■ **What is required**:
Duplicate the lines below word for word, leaving out the pictures.

Coordinate labeling data
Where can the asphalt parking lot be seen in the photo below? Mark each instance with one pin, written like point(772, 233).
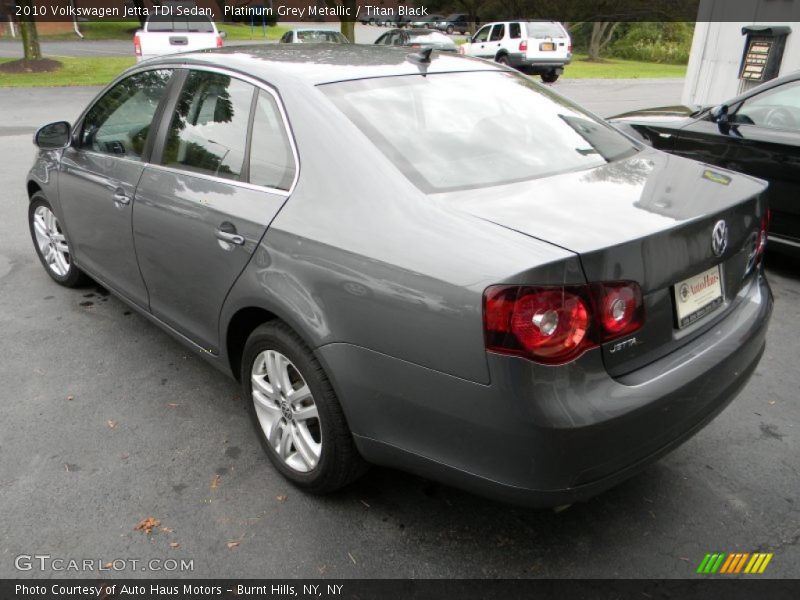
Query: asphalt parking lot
point(105, 421)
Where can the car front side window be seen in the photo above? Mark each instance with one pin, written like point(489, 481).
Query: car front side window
point(208, 133)
point(776, 108)
point(119, 123)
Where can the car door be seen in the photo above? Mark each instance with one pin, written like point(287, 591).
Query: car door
point(98, 176)
point(224, 169)
point(495, 40)
point(761, 138)
point(480, 41)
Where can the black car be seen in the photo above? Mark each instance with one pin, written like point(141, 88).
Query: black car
point(417, 38)
point(757, 133)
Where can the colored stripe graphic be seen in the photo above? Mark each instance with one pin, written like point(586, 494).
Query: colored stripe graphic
point(731, 564)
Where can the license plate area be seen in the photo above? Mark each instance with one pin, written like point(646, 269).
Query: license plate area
point(698, 296)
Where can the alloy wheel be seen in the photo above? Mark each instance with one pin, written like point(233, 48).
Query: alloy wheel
point(51, 241)
point(286, 411)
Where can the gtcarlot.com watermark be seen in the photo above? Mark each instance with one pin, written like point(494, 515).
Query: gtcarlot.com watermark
point(49, 563)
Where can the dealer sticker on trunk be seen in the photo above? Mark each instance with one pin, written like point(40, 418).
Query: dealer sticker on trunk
point(697, 296)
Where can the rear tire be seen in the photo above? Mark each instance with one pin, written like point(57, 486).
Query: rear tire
point(296, 414)
point(549, 77)
point(51, 244)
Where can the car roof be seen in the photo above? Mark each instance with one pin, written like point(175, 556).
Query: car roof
point(314, 64)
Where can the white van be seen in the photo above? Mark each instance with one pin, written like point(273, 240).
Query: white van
point(534, 47)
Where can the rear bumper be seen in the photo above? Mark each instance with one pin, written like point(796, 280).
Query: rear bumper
point(544, 436)
point(522, 61)
point(784, 244)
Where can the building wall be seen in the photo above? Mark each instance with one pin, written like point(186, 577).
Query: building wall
point(717, 48)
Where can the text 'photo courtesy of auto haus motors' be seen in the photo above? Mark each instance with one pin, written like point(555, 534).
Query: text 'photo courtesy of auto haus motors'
point(437, 312)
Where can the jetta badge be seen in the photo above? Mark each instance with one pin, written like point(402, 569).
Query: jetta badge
point(719, 238)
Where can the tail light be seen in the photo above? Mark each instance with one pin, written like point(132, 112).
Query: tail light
point(556, 324)
point(761, 243)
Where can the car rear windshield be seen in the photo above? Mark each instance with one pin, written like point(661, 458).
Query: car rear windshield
point(429, 37)
point(451, 131)
point(180, 23)
point(540, 30)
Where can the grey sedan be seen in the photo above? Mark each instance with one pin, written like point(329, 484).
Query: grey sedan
point(516, 298)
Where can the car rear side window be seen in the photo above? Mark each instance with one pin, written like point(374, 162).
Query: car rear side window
point(271, 159)
point(498, 33)
point(544, 30)
point(119, 122)
point(451, 131)
point(208, 132)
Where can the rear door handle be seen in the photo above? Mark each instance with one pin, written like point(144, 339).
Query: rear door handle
point(121, 199)
point(227, 233)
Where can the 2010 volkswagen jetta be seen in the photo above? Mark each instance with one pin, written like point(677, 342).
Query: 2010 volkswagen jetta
point(416, 260)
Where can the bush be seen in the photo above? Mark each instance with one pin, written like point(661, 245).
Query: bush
point(654, 42)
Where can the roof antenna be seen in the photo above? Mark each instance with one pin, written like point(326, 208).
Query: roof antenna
point(423, 57)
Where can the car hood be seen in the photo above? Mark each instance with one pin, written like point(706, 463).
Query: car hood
point(674, 115)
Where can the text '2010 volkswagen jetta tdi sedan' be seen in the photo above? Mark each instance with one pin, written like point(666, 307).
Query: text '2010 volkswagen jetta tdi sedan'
point(423, 261)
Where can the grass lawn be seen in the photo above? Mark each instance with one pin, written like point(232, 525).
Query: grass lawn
point(76, 71)
point(613, 68)
point(124, 30)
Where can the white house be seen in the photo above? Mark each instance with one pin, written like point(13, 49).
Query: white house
point(725, 62)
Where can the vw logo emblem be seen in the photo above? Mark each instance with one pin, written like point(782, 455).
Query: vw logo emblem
point(719, 238)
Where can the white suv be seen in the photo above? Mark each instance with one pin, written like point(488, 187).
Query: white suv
point(534, 47)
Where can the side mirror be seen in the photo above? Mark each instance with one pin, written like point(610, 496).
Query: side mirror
point(720, 114)
point(53, 136)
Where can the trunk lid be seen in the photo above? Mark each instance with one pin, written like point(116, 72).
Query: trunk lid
point(649, 219)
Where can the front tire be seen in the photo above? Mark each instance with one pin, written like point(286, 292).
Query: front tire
point(51, 244)
point(296, 413)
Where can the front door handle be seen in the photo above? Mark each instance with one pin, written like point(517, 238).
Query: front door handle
point(227, 233)
point(121, 199)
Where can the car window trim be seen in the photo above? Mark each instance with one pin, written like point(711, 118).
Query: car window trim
point(259, 84)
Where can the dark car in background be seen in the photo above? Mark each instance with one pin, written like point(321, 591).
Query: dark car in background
point(455, 23)
point(757, 133)
point(426, 22)
point(533, 321)
point(417, 38)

■ **Response for this exercise**:
Where can the asphalt parking lot be seen in the photo below? Mark each instance with one pin, written like point(772, 233).
Query: asphalt parking lot
point(105, 421)
Where can the car front side window be seen in the photo above? Mark each instance with one pin, written like point(489, 481).
Query: car front side window
point(208, 133)
point(776, 108)
point(119, 123)
Where can the car door be seen in the photo above? Mark each instance with one pin, written like point(287, 591).
Query: car door
point(98, 176)
point(224, 169)
point(495, 40)
point(761, 138)
point(480, 41)
Where can the black car be seen in the photo above? Mark each instance with one pin, written like point(141, 88).
Query: black car
point(417, 38)
point(757, 133)
Where can the colored stripe graphic be seen in the photo above? Mark each instance with one pin, written like point(586, 494).
Query: colored stripe graphic
point(731, 564)
Where can the license plate area be seen in the photo above? Mark each instance with one pin, written like point(646, 269).
Query: license plate area
point(698, 296)
Where can the alloy wheel be seen in the photo above? Mark each instance with one pin, written like point(233, 48).
Query: alloy wheel
point(51, 241)
point(286, 411)
Where can the gtcarlot.com watermark be seen in the photo above? Mark each instance with one pin, written like point(494, 515).
Query: gtcarlot.com watermark
point(49, 563)
Where can the dealer sticker on trunk be seen in the photo above? Mark each instance with one pin, written like point(40, 418).
Query: dealer sticker on trunk
point(697, 296)
Where can the rear tire be seen in the photo above? Mark each instance with one pin, written like point(57, 486).
Query: rear tire
point(296, 414)
point(549, 77)
point(51, 244)
Where can the car roof be seen in the photo above? Mark each instance with one pin, written like point(175, 556).
Query: car roof
point(314, 64)
Where can the white van be seen in the photo above? Mark each instance with one pin, written like point(273, 240).
Query: white van
point(534, 47)
Where can the rear bumper be seen in the photo above? Mark each instance with one pin, written like point(796, 280).
Query: rear bumper
point(544, 436)
point(522, 61)
point(784, 244)
Where can the building wall be seen in the photo above? Mark each instance with one pin, written like point(186, 577).
Query: building wall
point(717, 48)
Where can the text 'photo courtesy of auto haus motors' be seen in the photo above? Mark each instance with one pin, written like point(555, 534).
Query: text 'photo courtesy of auto haus motors'
point(437, 312)
Where can the jetta badge be seen in the photo above? Mark each instance with one pin, written like point(402, 569).
Query: jetta badge
point(719, 238)
Where can the tail light be seen in the photo above? Mark each instance with one pin, written like point(132, 112).
Query: tail light
point(556, 324)
point(761, 243)
Where can the car rear windshield be seen in the photo above? Mark each instance with one pin, written like point(661, 458).
Query: car rear windshield
point(429, 37)
point(451, 131)
point(180, 23)
point(540, 30)
Where can the grey sedan be seen in the photo above? Mark each instance with one pin, written like point(329, 484).
Query: grey sedan
point(516, 298)
Where can the car rear side window be seen in the photo above? Mark each instance with one pin, written like point(374, 162).
Query: car rear side window
point(271, 159)
point(498, 33)
point(544, 30)
point(119, 122)
point(451, 131)
point(208, 132)
Where can the rear door handle be seen in the photo above? Mark each instance with one pin, written like point(144, 339).
Query: rear door handle
point(121, 199)
point(227, 233)
Where can the 2010 volkswagen jetta be seen in the photo above? Mark each instance with one pin, written like point(677, 342).
Query: 2010 volkswagen jetta
point(416, 260)
Where can the bush be seen in the photo above? Mark each instance with one pin, written like point(661, 245).
Query: bush
point(654, 42)
Where can the roof antenna be seen in the photo above? Mark each instance with one pin, written like point(326, 208).
Query: roof antenna
point(423, 57)
Where can the car hood be seen in the photo above? Mark each instance with one pin, written like point(706, 463).
Query: car hood
point(674, 115)
Where can the text '2010 volkswagen jetta tdi sedan' be seen in the photo above? Mark each instance with one pin, written like point(666, 307).
Query: text '2010 volkswagen jetta tdi sedan'
point(423, 261)
Where can the grass lawn be seen in the photo above? Mark each instance with one pin, written like point(232, 525).
Query: grass lawn
point(76, 71)
point(613, 68)
point(124, 30)
Where can the white house be seen in the photo above? Mark each instance with one pin, written like point(13, 49).
Query: white house
point(725, 62)
Where can the vw logo emblem be seen in the photo above? Mark each instance with one pin, written like point(782, 455).
Query: vw logo emblem
point(719, 238)
Where can the white suv be seen in the photo above? Mark each instance with one pin, written like point(488, 187).
Query: white suv
point(534, 47)
Where can the side mirror be seen in the photo above? Mark each instance with one pin, written like point(610, 496).
Query: side mirror
point(720, 114)
point(53, 136)
Where can the trunk lid be seen in the photo above? Mark each instance with one pin, written like point(116, 72).
Query: trunk lid
point(649, 219)
Where can the front tire be seen in the photo above? Mark each instance with one pin, written like point(286, 292).
Query: front tire
point(51, 244)
point(296, 413)
Where can the front door handle be seen in the photo above? Mark each instance with one pin, written like point(517, 238).
Query: front door handle
point(227, 233)
point(121, 199)
Where can the car window trim be seen in the photo above? Mark each instance with one pin, written like point(711, 118).
Query: car window trim
point(259, 84)
Where can the dark car in background be seen in the photo above? Mark each instance with one pin, written like point(321, 591).
Query: dark car in background
point(455, 23)
point(757, 133)
point(426, 22)
point(533, 321)
point(417, 38)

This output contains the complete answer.